(EXTRACTED INFORMATION):
....
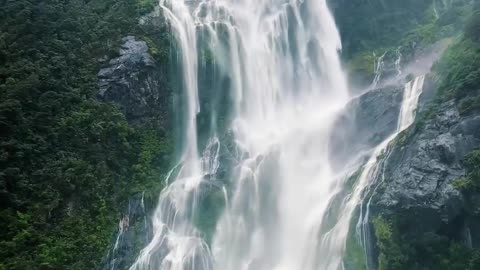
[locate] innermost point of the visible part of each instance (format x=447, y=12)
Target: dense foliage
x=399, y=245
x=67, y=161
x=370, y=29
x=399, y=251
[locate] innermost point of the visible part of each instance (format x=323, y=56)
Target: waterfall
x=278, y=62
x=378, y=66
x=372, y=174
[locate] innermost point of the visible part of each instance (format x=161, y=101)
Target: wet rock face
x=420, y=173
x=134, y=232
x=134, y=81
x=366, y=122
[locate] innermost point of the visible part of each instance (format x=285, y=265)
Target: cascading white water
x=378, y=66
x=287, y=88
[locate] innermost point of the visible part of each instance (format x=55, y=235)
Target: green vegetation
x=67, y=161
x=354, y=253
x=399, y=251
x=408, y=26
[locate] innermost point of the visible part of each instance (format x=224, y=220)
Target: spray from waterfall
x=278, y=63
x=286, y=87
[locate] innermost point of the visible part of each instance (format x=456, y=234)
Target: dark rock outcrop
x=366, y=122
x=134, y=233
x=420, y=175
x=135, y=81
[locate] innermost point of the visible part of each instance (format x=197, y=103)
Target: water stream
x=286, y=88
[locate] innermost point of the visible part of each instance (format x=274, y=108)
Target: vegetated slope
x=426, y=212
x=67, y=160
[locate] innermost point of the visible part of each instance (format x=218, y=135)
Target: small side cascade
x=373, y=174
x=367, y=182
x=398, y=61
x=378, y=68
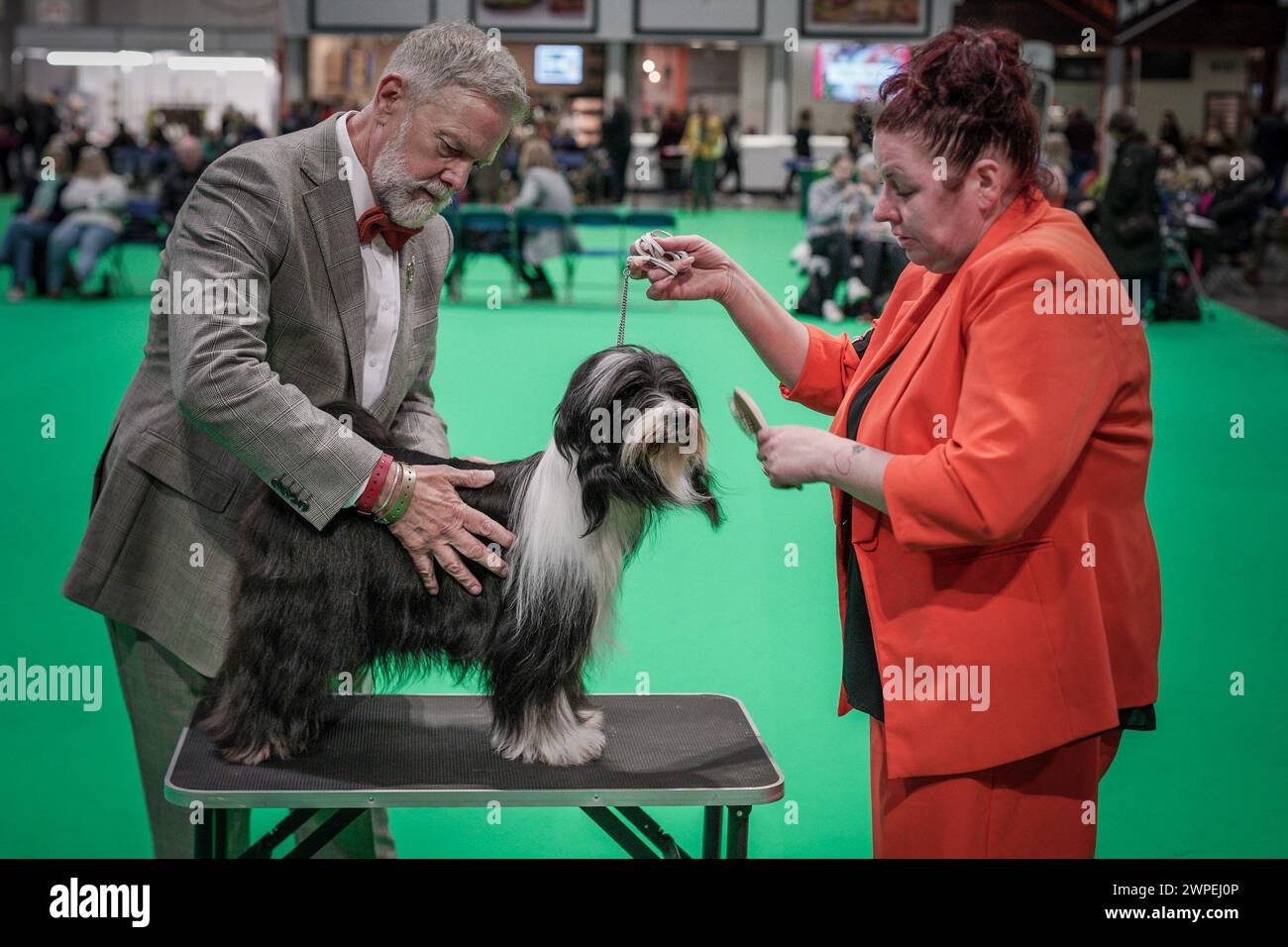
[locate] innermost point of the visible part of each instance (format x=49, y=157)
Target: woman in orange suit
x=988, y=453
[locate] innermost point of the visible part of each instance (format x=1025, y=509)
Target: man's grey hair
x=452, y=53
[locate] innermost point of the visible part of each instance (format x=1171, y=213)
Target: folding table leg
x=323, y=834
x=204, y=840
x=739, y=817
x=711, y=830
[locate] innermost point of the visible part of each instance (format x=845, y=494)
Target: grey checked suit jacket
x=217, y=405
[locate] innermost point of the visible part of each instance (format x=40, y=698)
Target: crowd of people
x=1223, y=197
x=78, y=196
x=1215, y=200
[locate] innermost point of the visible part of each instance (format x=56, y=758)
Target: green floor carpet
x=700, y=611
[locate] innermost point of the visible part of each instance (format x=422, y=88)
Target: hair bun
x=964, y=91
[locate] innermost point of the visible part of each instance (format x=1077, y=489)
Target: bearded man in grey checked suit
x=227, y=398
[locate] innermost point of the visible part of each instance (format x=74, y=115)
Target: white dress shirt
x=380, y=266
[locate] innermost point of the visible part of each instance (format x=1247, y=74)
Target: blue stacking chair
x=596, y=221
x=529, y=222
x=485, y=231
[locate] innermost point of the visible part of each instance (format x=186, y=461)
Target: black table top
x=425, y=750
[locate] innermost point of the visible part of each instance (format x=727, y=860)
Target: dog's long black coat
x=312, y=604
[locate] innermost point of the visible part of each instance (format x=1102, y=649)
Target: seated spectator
....
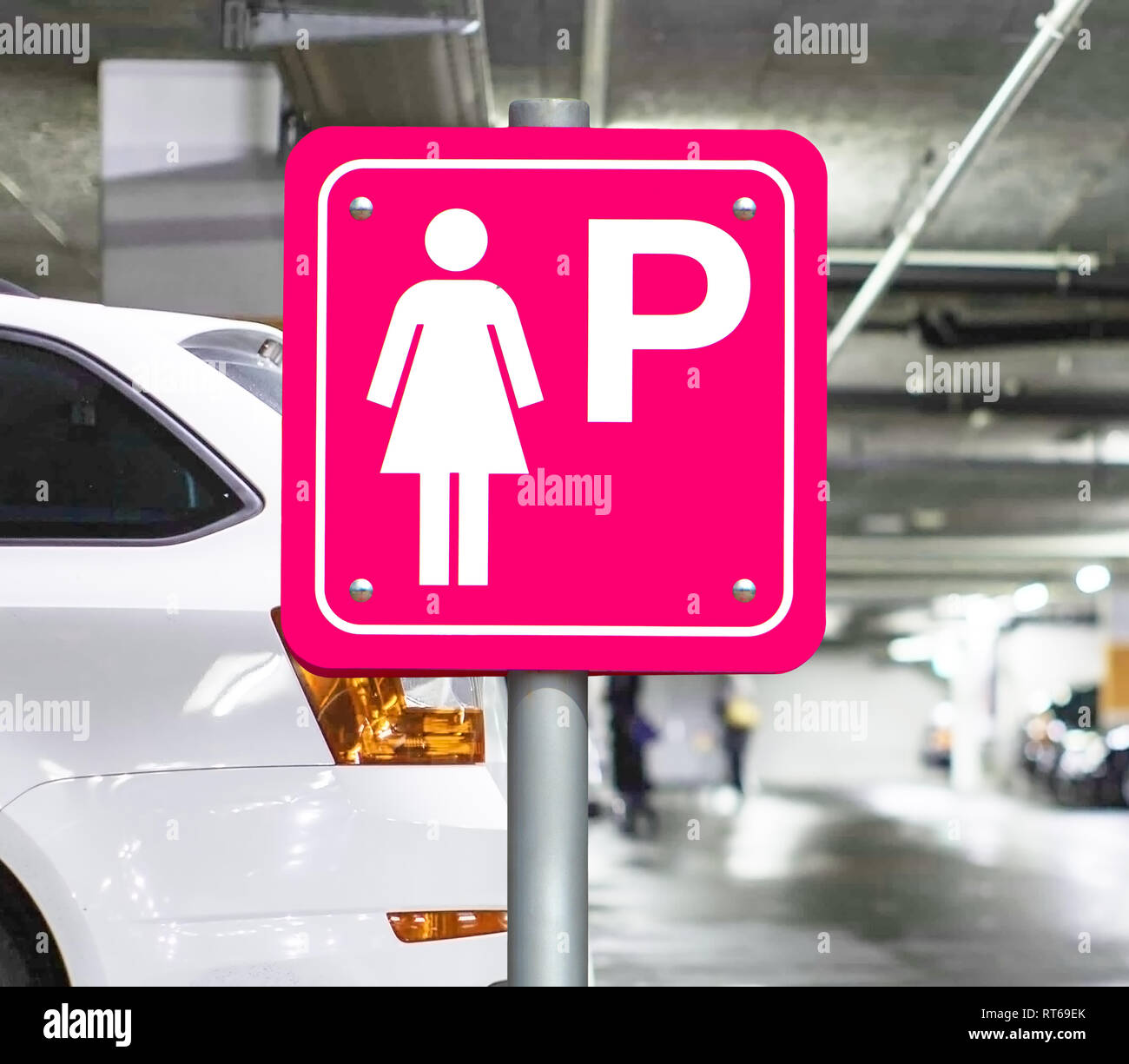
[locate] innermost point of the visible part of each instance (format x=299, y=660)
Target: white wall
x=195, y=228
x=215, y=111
....
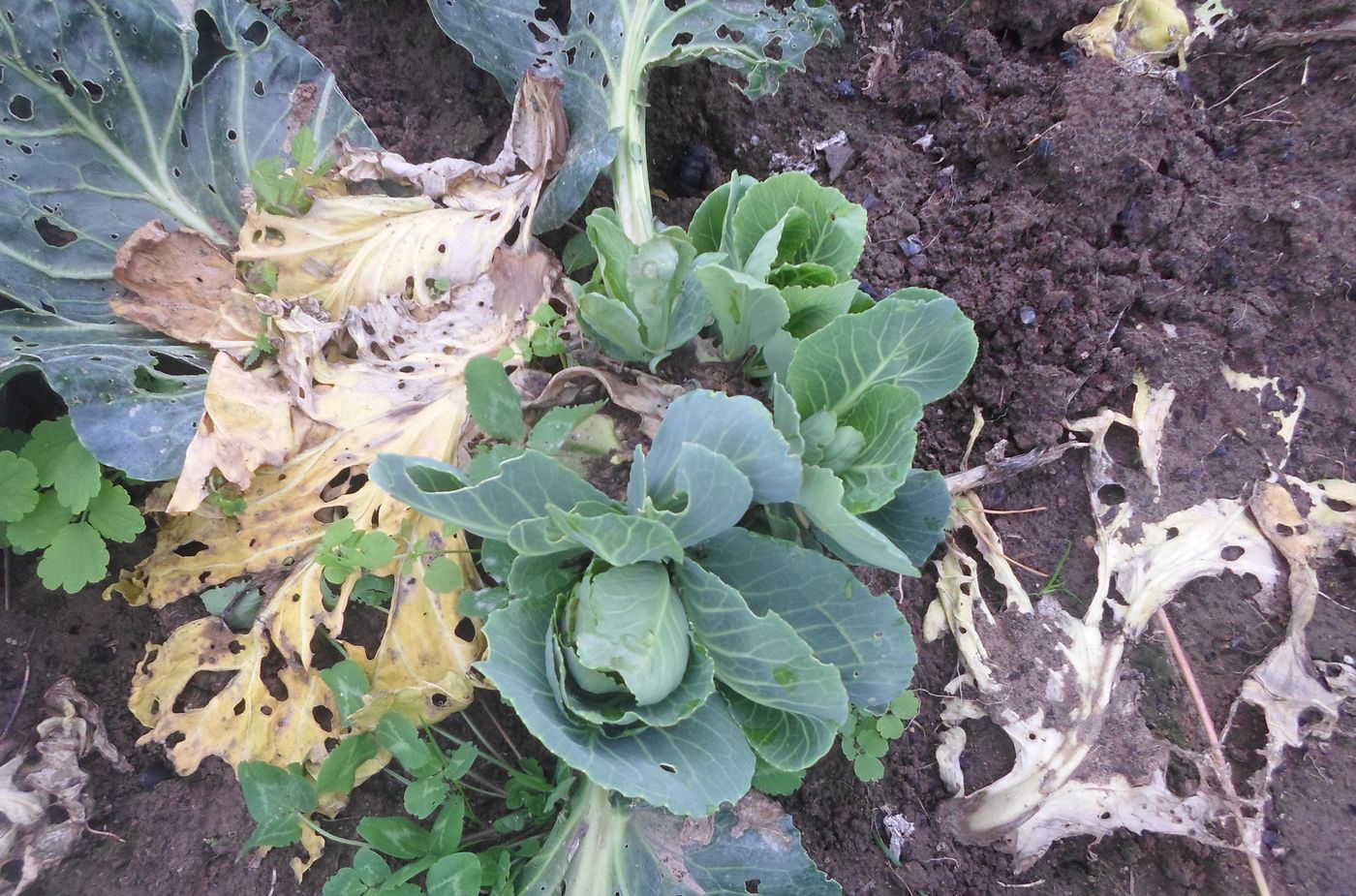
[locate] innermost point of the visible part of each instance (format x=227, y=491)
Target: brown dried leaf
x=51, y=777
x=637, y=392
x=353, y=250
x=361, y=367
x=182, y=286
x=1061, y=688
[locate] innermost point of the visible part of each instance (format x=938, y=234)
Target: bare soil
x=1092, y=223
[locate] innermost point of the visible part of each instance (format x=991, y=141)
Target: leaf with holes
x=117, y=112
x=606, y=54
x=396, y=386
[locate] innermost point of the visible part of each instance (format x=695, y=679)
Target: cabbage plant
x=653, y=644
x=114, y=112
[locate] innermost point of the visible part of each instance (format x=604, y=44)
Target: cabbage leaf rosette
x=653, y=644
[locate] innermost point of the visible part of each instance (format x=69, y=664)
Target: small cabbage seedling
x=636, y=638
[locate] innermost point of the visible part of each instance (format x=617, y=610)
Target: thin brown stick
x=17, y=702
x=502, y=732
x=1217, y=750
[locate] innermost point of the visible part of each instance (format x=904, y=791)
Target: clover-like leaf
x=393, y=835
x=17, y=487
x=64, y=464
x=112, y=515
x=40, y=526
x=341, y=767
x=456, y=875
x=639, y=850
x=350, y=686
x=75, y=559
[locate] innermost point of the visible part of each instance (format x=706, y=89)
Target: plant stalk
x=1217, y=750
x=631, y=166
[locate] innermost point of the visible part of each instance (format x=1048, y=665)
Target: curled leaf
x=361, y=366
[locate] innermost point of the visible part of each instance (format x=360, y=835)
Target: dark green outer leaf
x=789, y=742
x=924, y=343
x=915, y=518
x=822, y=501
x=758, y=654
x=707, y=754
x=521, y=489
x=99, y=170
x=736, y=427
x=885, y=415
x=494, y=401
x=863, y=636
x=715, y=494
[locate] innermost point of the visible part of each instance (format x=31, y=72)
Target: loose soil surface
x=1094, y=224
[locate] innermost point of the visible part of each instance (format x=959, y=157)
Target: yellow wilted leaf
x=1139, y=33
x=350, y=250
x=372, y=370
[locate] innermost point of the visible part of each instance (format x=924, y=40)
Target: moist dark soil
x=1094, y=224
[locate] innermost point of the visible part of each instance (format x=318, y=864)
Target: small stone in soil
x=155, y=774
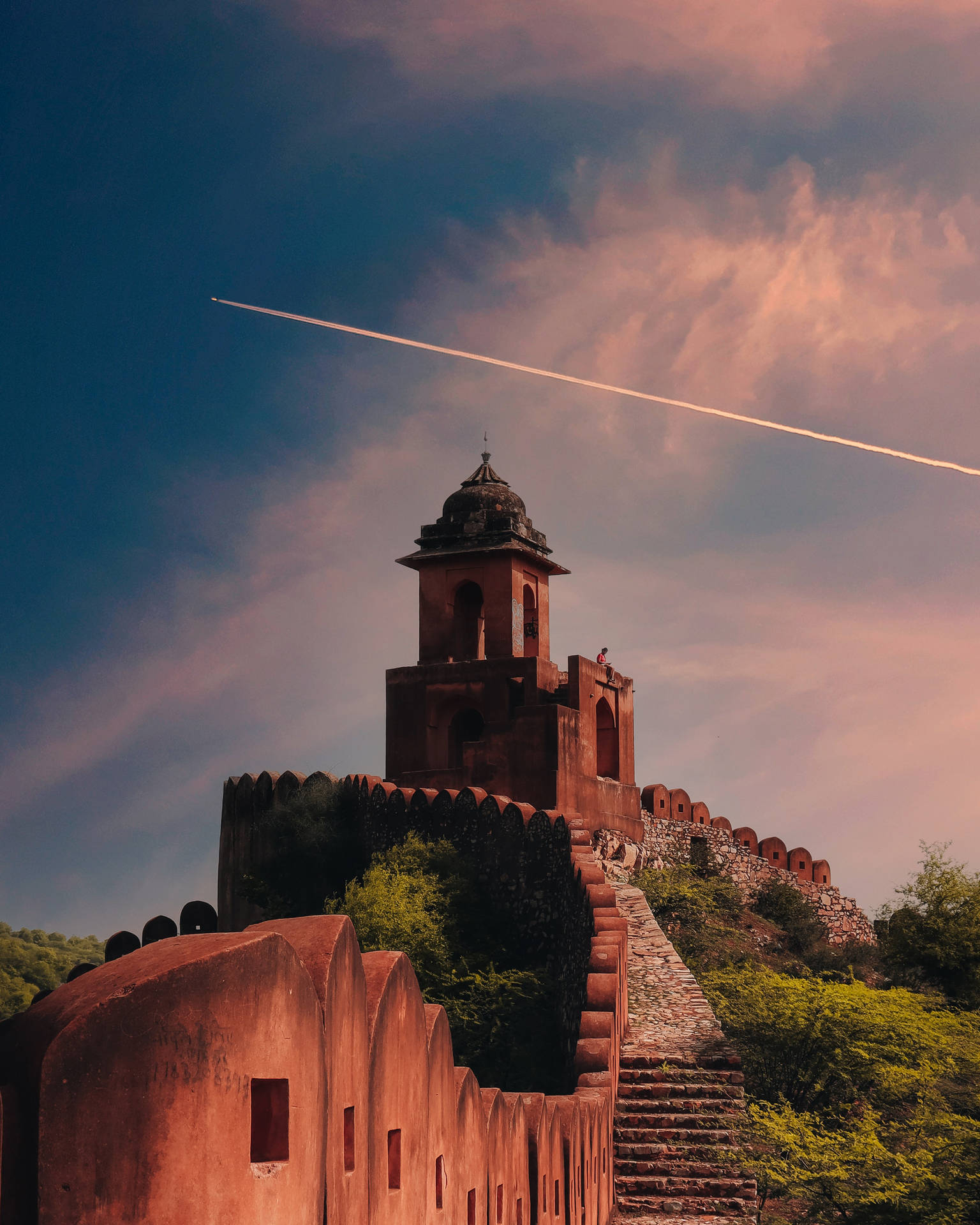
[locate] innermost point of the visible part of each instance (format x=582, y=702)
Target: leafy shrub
....
(EXERCISE DIRECTIONS): Write out the part of the listing that opens with the line containing "(format x=447, y=12)" and closes with the line containing "x=711, y=830" as a numbered list, including both of those lines and skipping blank lines. Leave the pictures out.

(OUTPUT BELOW):
1. [locate] innermost point of the visible part of each instance (format x=447, y=12)
2. Target: dense foliage
3. x=399, y=245
4. x=67, y=161
5. x=370, y=29
6. x=399, y=251
7. [locate] innermost point of the visible part of each instance (format x=323, y=56)
8. Target: waterfall
9. x=278, y=62
10. x=378, y=66
11. x=372, y=174
12. [locate] innermost point of the visible part of each instance (format x=161, y=101)
13. Target: wet rock face
14. x=420, y=173
15. x=134, y=232
16. x=134, y=81
17. x=366, y=122
18. [locate] innermost point of the visible part of each instance (format x=285, y=265)
19. Target: cascading white water
20. x=378, y=66
21. x=287, y=88
22. [locate] innermost point of the visible part of each instance (format x=55, y=235)
23. Target: green vegetation
24. x=67, y=161
25. x=354, y=253
26. x=399, y=251
27. x=408, y=26
28. [locate] innermost point of the visible part of each instance (format x=224, y=220)
29. Target: spray from waterfall
30. x=278, y=63
31. x=286, y=87
32. [locate] innermost point of the visible part of each instance (format x=456, y=234)
33. Target: dark rock outcrop
34. x=366, y=122
35. x=134, y=233
36. x=420, y=175
37. x=135, y=81
38. [locate] innermost point of the visible part of each instance (format x=197, y=103)
39. Target: water stream
40. x=286, y=88
41. [locate] innermost point of the visible part of each instance (format x=274, y=108)
42. Target: vegetated slope
43. x=426, y=212
44. x=67, y=160
45. [locate] innermost point of the visible part of each instance (format x=218, y=135)
46. Target: small side cascade
47. x=373, y=174
48. x=367, y=182
49. x=398, y=61
50. x=378, y=68
51. [locate] innermost point of the visible part of each instance (format x=49, y=157)
52. Target: woman in orange suit
53. x=988, y=453
54. [locate] innermost point of the visible part of each instance (format x=1025, y=509)
55. Target: man's grey hair
56. x=452, y=53
57. [locate] innermost point of the visible part of each instance (format x=1171, y=213)
58. Target: folding table leg
59. x=323, y=834
60. x=204, y=840
61. x=739, y=817
62. x=711, y=830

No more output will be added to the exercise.